• **Brief**:
Return every line of the entries below that contains the word "triangular", treating case as significant.
##### Input for this task #####
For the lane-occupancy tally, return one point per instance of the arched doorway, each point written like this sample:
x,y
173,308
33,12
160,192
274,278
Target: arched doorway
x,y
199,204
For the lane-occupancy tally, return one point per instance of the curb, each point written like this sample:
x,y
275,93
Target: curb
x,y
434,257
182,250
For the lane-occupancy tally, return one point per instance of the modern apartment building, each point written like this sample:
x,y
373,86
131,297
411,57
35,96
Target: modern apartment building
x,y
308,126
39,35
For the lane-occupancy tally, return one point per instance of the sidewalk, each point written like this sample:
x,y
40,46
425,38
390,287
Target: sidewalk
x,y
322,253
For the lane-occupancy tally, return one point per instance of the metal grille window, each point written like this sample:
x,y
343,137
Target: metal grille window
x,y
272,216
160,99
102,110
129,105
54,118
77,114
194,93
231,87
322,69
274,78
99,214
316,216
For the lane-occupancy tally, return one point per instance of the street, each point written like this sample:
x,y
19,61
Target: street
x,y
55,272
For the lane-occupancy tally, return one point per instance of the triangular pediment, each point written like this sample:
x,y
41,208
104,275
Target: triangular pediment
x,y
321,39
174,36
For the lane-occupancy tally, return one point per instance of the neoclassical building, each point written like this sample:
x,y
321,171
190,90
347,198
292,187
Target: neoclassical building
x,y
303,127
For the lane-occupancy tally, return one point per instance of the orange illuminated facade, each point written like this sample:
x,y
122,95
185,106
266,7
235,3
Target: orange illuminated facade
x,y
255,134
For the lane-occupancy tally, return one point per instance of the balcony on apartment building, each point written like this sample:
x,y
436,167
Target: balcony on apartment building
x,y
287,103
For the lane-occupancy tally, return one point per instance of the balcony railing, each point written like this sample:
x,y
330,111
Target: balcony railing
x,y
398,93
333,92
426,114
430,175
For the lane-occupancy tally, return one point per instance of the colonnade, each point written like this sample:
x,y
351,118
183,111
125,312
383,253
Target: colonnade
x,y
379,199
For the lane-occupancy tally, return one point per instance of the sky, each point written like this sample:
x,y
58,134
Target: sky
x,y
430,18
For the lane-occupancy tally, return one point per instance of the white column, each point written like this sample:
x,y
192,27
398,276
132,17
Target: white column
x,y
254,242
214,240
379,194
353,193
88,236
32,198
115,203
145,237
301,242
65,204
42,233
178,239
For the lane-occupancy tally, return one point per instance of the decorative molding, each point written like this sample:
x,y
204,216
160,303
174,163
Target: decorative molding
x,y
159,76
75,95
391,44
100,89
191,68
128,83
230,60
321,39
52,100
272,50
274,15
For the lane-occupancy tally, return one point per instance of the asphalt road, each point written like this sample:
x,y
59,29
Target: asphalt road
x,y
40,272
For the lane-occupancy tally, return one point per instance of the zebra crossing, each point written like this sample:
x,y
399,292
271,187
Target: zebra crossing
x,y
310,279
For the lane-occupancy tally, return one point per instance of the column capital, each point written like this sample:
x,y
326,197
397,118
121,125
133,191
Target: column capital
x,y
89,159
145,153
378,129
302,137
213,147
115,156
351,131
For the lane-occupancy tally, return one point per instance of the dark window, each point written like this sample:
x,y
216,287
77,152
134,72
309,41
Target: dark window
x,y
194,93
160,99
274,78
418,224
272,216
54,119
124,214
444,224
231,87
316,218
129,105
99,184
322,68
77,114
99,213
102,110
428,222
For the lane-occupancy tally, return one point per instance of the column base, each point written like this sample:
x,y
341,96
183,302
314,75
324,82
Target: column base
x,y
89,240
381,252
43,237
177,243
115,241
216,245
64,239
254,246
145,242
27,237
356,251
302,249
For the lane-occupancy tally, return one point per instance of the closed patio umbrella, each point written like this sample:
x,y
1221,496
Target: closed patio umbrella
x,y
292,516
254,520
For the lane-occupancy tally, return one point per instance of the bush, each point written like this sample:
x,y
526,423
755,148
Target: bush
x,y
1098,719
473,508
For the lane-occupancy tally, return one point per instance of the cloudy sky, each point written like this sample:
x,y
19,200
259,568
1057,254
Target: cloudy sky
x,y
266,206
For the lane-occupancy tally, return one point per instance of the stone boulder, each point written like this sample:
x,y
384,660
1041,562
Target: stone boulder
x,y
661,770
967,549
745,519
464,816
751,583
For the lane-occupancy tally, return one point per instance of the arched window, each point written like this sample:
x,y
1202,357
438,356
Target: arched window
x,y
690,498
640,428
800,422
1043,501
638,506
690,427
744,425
#####
##### Input for this task #####
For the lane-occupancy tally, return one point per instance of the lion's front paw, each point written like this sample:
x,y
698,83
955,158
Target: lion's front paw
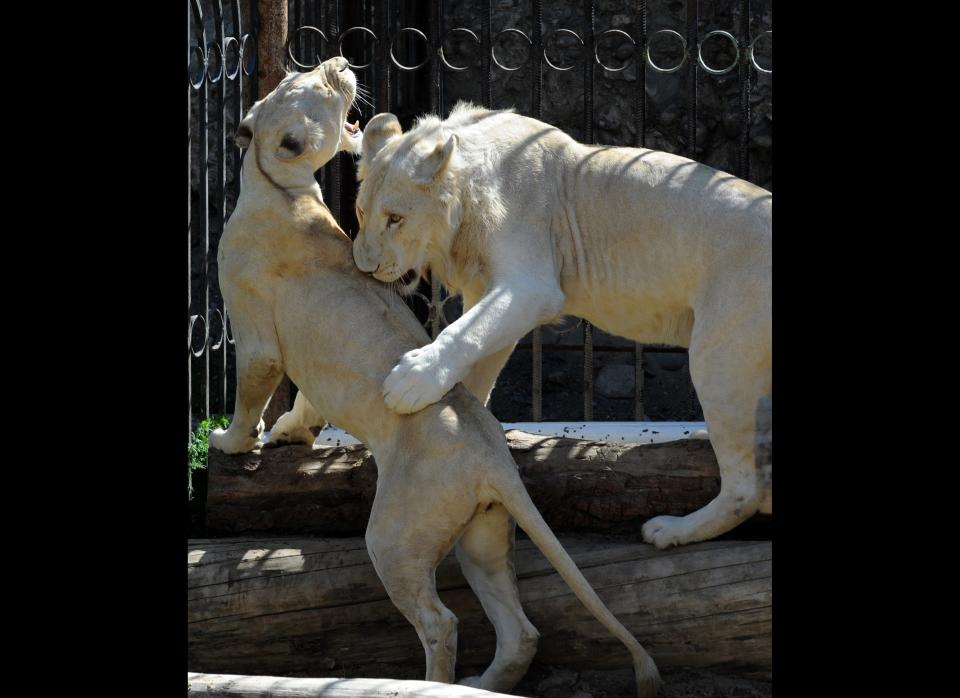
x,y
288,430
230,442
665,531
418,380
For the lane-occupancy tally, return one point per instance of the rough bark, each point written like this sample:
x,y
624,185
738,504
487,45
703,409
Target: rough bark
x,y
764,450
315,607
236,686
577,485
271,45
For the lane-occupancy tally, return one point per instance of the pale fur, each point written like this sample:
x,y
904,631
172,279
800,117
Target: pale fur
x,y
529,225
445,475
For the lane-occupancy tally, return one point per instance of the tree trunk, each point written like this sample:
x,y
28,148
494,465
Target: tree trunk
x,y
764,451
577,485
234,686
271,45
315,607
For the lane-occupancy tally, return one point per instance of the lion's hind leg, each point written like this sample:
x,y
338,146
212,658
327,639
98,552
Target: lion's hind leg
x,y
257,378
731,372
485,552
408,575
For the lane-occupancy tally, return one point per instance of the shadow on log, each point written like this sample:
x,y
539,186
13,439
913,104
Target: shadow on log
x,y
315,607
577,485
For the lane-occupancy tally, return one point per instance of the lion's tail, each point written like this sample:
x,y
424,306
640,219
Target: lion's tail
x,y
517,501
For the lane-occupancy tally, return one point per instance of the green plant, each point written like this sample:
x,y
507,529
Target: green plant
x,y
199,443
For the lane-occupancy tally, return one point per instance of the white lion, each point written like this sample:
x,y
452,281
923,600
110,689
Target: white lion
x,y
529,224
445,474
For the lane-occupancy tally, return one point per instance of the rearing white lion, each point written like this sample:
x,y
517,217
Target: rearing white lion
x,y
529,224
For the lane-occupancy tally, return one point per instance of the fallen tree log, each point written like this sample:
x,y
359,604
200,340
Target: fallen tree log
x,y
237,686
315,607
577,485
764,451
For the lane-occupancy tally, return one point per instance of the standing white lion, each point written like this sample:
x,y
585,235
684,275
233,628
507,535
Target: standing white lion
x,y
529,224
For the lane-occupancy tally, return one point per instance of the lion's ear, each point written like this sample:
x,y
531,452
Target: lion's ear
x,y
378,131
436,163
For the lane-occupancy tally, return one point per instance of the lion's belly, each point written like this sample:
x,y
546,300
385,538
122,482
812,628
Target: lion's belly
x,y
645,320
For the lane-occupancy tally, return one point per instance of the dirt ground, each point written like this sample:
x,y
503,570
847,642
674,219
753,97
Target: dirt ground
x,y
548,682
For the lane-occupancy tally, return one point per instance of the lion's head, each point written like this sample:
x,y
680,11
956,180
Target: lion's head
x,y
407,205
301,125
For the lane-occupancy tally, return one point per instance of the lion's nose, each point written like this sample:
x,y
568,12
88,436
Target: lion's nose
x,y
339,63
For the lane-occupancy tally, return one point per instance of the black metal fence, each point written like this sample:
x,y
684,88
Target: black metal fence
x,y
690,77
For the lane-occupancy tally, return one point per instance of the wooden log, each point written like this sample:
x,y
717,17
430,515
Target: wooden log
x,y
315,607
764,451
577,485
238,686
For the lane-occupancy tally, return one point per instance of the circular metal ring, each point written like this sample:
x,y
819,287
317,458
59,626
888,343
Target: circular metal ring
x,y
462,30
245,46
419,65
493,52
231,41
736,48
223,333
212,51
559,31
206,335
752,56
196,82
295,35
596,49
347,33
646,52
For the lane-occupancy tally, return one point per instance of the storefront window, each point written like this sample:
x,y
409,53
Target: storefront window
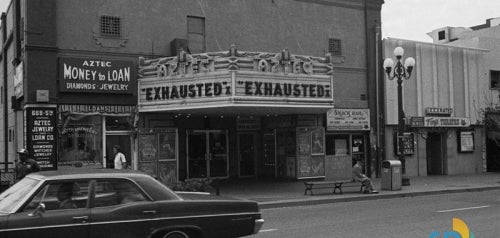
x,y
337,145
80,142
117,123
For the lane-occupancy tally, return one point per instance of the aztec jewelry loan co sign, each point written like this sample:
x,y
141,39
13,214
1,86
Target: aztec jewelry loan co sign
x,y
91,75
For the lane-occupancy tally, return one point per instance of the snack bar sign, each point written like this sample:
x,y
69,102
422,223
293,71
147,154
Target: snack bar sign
#####
##### Input for this task #####
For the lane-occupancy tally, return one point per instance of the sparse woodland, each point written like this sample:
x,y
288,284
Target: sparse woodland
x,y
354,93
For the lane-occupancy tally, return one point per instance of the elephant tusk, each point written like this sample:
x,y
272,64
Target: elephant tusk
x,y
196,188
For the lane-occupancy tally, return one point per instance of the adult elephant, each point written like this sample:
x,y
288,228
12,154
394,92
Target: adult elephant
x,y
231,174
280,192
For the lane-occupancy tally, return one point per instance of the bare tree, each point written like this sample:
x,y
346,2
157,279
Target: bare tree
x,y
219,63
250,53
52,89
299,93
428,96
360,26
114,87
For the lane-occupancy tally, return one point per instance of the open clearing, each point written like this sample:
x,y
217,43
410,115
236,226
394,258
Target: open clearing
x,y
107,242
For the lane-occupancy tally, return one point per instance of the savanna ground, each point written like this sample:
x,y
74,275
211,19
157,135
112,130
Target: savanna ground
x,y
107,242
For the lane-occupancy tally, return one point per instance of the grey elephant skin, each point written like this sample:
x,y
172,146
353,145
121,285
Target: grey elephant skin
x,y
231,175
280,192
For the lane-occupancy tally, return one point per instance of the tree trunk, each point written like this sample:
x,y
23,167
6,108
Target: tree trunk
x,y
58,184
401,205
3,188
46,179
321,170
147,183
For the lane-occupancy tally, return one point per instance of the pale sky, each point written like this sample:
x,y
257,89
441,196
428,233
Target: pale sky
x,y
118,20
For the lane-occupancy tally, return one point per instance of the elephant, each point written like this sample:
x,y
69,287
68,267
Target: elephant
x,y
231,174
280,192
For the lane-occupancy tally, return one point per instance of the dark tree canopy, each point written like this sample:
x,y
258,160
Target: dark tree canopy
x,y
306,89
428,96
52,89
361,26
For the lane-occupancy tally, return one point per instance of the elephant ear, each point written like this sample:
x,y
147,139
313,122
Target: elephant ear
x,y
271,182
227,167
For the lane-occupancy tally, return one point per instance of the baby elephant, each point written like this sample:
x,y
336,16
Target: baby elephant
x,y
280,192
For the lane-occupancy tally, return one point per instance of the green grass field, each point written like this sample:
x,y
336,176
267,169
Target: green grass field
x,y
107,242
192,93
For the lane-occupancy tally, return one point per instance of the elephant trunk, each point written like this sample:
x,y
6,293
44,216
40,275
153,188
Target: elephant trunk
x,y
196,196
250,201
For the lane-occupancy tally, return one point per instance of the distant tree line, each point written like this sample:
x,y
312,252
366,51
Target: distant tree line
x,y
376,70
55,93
#####
• **Exercise answer**:
For the lane-occupancy tally, return one point per instance of the triangular pediment, each point written like this sample:
Target: triangular pediment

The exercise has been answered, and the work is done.